AIM OF THE TASK:
Pull out every line from the listing that has the word "below".

DATA EXTRACT:
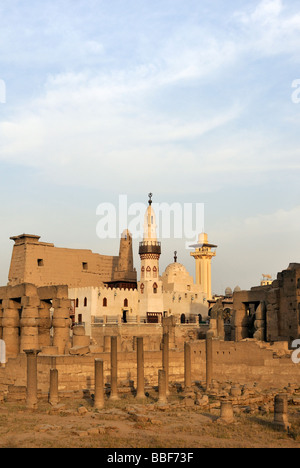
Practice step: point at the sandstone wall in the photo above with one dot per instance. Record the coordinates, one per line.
(44, 264)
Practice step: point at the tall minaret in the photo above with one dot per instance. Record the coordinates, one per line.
(150, 288)
(203, 255)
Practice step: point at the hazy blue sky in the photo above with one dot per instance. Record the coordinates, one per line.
(191, 100)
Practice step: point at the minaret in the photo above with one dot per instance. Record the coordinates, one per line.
(150, 250)
(203, 255)
(125, 273)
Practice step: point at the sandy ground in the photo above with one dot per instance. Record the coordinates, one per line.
(131, 424)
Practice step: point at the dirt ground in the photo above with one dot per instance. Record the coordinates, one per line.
(128, 423)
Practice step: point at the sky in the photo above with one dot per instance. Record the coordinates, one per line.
(196, 101)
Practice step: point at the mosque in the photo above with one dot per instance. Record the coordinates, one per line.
(154, 296)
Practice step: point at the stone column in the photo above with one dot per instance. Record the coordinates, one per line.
(53, 396)
(281, 411)
(162, 386)
(29, 326)
(11, 326)
(209, 359)
(99, 384)
(140, 368)
(31, 393)
(45, 324)
(187, 365)
(61, 323)
(107, 344)
(165, 359)
(114, 368)
(226, 412)
(220, 325)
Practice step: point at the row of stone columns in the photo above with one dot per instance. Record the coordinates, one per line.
(280, 402)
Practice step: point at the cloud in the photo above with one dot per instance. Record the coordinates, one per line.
(271, 28)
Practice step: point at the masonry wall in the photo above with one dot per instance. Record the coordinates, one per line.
(44, 264)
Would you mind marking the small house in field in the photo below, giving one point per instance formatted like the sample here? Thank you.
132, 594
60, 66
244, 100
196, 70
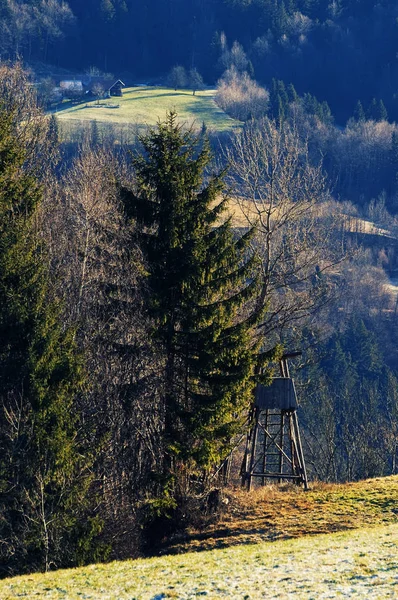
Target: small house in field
117, 88
101, 87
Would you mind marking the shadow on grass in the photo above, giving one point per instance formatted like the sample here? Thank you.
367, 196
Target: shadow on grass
225, 537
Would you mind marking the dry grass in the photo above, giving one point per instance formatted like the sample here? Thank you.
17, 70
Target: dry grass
357, 563
142, 106
279, 512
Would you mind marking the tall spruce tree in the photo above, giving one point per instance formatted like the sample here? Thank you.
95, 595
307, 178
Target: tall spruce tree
43, 477
203, 284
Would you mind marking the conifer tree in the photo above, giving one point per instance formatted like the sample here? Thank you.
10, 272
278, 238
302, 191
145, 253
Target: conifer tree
202, 282
43, 478
359, 113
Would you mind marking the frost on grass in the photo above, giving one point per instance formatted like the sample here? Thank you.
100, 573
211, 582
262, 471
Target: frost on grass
355, 564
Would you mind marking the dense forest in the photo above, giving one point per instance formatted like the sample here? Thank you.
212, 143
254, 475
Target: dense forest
340, 51
136, 317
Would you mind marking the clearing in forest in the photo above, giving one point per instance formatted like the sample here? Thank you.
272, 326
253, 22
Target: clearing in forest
141, 106
356, 557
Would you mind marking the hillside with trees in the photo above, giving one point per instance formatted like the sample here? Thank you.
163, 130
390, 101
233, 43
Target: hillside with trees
147, 287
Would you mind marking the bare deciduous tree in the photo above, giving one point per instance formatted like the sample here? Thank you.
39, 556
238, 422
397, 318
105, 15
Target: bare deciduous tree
282, 195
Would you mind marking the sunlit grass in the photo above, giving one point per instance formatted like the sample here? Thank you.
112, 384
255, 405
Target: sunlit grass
354, 564
141, 106
278, 512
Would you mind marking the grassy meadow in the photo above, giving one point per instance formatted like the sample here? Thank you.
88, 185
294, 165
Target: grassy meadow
142, 106
261, 548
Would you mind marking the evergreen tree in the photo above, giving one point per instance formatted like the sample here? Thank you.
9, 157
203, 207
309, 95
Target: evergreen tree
43, 477
359, 113
201, 280
195, 80
291, 93
382, 112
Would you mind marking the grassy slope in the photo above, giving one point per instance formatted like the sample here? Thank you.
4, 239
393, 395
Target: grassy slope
141, 106
356, 563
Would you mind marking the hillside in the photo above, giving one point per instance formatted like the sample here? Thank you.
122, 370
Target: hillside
352, 563
140, 106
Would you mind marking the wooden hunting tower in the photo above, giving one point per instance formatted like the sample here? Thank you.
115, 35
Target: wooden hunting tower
273, 447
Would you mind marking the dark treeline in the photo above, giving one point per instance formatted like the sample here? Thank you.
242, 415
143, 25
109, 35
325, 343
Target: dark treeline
341, 51
135, 320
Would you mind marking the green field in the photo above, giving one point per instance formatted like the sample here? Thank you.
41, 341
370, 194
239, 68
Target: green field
142, 106
355, 564
357, 559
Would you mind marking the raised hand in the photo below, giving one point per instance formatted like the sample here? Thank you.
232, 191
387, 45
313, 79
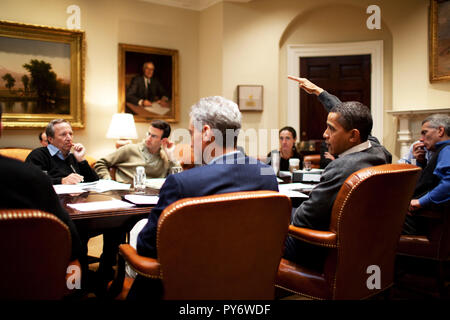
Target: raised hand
307, 85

COMPLETED EXERCISE:
Would you mind marking the small house in field in the photo below, giving one point per instance formatted like the sample here? Thank you.
Would you mind marking the raised hand in the photo below, giving one point per instance formatted like the sample here? Thank you.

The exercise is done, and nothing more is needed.